- **TEXTO PARA ANALIZAR**:
┌──

En el plano económico, la II República Española, venida mediante un golpe de Estado, negó cualquier asignación a Alfonso XIII, exilado en Roma, padre de seis hijos legítimos y otros dos del amor. El remanente que, al parecer, tenía depositado en Londres le dio hasta donde llegó. De hecho, Juan Carlos de Borbón nació en un piso modesto del Trastevere romano, que no es una zona urbana exclusiva. Hasta que no llegó la democracia a España, traída por el triunvirato del Rey Juan Carlos, Adolfo Suárez y Torcuato Fernández Miranda, la familia Borbón no pudo disponer de los palacios de Miramar y La Magdalena. Sin duda, la etapa romana y portuguesa no fueron años de bonanza económica. Y el Príncipe de España tenía un sueldo de poco más de 60.000 pts., para todo…; que el Caudillo, medida de todas las cosas, comía cocido, a diario y definió a España como Reino, quizá por agradecer que sus padrinos de boda fueran don Alfonso XIII y doña Victoria Eugenia.

La angustia de la penuria pasada explica, que no justifica, el afán de curarse en salud, ante la eventualidad, no descartable, que la III República Española fuera tan generosa como su precedente. Esto es reinar en expectativa de destronamiento, algo coyuntural, que igual que vino se puede ir y no deja tomarse demasiado en serio la tarea. De aquí, proviene también un cierto sentido banal, chusco, de desenfado creciente y símbolo menguante. Lo que aparece como “campechanía”, puede ser un síntoma de una carencia más profunda, habida cuenta que hay dramas biográficos, unos crónicos y otro traumático.

Como primera conclusión, cabe señalar que la Monarquía es un atavismo histórico, que hoy carece de sentido, habida cuenta que su ejercicio no es una gracia divina y que la humanidad que la encarna tiene las mismas luces y sombras que las existentes en la vida de cualquier persona ordinaria. Por otra parte, constituye una incongruencia lógica: una sociedad soberana, que declara que el poder reside en el pueblo, de donde fluye la legitimidad de toda la arquitectura del Estado, mantiene la excepción de su Jefatura, que proviene de cuna, aunque sea por inseminación artificial.

└──

- **CONSIGNA**: Reproduzca sin alteraciones el pasaje del texto sobre la monarquía española que empieza en "Como primera conclusión, cabe" y se extiende hasta "por inseminación artificial.". Los datos que siguen no guardan relación alguna con el texto.

- **Registros de origen**:
┌──

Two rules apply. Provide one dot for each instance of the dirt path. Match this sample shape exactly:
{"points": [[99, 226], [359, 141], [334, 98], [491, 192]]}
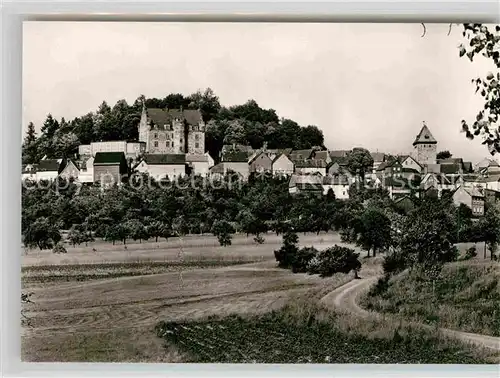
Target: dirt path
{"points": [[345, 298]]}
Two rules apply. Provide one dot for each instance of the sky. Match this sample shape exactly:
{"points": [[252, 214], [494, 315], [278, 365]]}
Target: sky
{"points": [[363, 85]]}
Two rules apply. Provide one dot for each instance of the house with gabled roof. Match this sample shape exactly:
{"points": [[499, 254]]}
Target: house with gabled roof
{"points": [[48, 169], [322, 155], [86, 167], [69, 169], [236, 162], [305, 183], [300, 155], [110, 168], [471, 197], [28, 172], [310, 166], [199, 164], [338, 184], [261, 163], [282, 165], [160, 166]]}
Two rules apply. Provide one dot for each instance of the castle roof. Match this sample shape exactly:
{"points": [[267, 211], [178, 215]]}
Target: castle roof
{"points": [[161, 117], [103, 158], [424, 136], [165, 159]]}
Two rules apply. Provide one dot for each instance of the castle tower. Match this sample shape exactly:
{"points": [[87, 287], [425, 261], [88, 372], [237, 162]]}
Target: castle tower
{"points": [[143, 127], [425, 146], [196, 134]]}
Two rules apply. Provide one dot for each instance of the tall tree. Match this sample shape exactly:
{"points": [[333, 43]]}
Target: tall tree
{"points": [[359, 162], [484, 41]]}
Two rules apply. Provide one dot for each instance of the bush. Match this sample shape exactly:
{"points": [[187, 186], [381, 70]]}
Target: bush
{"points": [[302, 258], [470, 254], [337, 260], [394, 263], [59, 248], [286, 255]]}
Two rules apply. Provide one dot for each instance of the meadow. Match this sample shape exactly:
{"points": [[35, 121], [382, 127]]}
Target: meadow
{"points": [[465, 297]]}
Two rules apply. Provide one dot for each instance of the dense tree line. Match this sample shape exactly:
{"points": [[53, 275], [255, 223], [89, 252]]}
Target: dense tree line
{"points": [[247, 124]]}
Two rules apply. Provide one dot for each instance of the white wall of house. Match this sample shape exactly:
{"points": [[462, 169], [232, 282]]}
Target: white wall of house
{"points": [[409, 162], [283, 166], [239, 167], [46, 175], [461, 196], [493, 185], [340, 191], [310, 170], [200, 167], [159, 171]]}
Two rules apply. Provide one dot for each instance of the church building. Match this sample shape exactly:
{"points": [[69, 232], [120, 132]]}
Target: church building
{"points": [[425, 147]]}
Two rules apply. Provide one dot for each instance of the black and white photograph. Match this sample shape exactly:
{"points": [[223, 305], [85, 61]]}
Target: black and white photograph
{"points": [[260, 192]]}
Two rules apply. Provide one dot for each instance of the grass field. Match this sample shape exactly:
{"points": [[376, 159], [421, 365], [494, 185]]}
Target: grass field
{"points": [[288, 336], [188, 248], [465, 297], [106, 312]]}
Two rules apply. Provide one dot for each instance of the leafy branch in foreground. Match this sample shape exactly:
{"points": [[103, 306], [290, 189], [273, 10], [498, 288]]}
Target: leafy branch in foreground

└──
┌──

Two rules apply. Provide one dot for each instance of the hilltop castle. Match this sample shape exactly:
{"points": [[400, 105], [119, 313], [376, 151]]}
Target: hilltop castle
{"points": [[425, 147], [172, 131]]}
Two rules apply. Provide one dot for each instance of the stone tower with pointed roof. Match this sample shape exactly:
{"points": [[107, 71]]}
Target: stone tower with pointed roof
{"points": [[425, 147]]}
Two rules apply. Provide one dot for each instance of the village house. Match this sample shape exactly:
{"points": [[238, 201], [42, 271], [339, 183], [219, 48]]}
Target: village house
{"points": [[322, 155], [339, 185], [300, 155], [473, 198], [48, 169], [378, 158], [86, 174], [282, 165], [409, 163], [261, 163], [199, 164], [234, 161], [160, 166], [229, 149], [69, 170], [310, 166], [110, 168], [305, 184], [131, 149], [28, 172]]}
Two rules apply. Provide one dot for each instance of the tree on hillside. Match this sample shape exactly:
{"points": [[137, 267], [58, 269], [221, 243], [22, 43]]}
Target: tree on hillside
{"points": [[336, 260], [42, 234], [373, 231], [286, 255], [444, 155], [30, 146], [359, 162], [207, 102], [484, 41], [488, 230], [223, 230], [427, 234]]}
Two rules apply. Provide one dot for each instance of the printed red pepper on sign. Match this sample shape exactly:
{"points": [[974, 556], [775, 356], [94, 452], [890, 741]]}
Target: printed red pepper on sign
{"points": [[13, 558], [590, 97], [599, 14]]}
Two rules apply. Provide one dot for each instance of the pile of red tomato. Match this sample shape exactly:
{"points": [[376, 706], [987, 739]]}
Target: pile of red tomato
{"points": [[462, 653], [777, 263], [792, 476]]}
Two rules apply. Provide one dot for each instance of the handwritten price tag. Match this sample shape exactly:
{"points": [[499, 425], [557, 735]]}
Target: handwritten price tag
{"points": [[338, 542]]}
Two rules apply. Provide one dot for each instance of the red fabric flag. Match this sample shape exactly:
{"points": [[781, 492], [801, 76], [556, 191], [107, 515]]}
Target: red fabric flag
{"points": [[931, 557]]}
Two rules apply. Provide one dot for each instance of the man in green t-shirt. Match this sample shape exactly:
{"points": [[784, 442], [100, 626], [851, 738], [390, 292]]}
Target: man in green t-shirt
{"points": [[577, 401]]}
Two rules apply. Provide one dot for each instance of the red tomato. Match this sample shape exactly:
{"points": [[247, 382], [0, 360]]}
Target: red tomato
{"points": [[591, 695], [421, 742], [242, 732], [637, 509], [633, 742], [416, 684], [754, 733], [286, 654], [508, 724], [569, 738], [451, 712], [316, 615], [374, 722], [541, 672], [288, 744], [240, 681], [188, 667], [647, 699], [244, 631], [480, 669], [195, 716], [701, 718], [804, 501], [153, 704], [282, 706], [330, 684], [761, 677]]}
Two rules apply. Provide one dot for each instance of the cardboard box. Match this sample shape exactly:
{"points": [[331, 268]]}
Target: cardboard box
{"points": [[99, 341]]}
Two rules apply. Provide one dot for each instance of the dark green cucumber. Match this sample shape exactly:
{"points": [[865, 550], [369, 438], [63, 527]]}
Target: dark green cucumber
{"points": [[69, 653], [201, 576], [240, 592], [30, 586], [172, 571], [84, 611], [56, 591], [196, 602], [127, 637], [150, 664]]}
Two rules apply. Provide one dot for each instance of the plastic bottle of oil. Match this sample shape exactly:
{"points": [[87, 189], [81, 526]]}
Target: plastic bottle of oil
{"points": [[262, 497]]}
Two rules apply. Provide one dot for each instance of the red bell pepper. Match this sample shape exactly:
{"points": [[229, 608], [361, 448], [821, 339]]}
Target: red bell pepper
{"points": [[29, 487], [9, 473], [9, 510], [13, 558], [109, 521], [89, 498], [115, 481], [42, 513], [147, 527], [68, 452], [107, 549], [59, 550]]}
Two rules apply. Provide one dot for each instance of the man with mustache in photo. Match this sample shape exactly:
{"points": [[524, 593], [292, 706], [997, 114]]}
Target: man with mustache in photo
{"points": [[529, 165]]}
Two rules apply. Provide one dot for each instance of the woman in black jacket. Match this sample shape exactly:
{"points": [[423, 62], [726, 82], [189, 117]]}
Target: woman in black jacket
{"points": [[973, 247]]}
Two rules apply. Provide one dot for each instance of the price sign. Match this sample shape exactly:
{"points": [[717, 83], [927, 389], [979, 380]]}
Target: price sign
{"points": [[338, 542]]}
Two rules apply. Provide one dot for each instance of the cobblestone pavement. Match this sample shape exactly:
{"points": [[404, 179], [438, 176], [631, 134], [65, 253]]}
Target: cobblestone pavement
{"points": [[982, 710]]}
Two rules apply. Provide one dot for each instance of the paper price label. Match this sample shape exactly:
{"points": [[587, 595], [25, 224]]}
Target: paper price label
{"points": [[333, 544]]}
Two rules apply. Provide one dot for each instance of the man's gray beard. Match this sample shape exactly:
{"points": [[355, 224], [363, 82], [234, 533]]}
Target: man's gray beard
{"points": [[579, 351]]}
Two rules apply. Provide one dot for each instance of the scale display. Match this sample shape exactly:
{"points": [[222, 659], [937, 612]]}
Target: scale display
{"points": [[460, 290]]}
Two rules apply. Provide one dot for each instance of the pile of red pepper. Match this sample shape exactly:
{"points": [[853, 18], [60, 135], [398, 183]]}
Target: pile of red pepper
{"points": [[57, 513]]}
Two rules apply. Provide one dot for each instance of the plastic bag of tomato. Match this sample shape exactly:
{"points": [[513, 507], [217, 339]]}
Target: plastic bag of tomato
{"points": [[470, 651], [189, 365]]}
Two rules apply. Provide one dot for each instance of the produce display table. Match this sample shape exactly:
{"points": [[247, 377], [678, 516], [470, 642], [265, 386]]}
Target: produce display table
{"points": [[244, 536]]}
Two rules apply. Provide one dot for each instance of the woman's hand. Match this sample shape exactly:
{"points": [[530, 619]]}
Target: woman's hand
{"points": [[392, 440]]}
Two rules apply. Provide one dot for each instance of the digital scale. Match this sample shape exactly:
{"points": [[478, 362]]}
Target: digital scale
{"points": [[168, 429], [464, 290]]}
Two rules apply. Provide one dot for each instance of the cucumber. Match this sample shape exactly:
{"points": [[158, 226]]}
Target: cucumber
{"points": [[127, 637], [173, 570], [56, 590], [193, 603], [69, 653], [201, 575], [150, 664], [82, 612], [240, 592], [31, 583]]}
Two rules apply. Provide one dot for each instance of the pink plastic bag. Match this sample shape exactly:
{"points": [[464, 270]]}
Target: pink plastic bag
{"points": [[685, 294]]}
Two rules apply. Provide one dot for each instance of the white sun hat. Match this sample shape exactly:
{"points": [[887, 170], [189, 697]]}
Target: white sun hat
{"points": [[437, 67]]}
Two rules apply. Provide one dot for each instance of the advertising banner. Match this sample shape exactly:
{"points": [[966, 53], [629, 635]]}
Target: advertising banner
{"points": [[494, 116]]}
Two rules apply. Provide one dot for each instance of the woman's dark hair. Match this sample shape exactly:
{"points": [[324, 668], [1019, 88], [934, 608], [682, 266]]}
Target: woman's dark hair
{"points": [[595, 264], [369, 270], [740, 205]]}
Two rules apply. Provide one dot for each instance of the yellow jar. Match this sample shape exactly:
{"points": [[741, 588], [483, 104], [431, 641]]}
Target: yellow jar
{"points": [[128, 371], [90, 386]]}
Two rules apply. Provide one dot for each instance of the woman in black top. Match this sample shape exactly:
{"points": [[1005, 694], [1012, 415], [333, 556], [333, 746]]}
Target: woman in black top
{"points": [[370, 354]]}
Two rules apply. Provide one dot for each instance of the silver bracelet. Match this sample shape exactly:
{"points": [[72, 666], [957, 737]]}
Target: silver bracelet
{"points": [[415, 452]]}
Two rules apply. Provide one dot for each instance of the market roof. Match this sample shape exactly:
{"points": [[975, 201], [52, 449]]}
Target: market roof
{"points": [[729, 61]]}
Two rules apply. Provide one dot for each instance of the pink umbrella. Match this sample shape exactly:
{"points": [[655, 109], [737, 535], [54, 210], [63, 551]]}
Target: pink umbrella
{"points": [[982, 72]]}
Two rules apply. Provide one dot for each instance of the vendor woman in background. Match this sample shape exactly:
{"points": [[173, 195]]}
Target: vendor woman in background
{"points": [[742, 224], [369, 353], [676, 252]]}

└──

- **ESPACIO DE RESPUESTA**:
Como primera conclusión, cabe señalar que la Monarquía es un atavismo histórico, que hoy carece de sentido, habida cuenta que su ejercicio no es una gracia divina y que la humanidad que la encarna tiene las mismas luces y sombras que las existentes en la vida de cualquier persona ordinaria. Por otra parte, constituye una incongruencia lógica: una sociedad soberana, que declara que el poder reside en el pueblo, de donde fluye la legitimidad de toda la arquitectura del Estado, mantiene la excepción de su Jefatura, que proviene de cuna, aunque sea por inseminación artificial.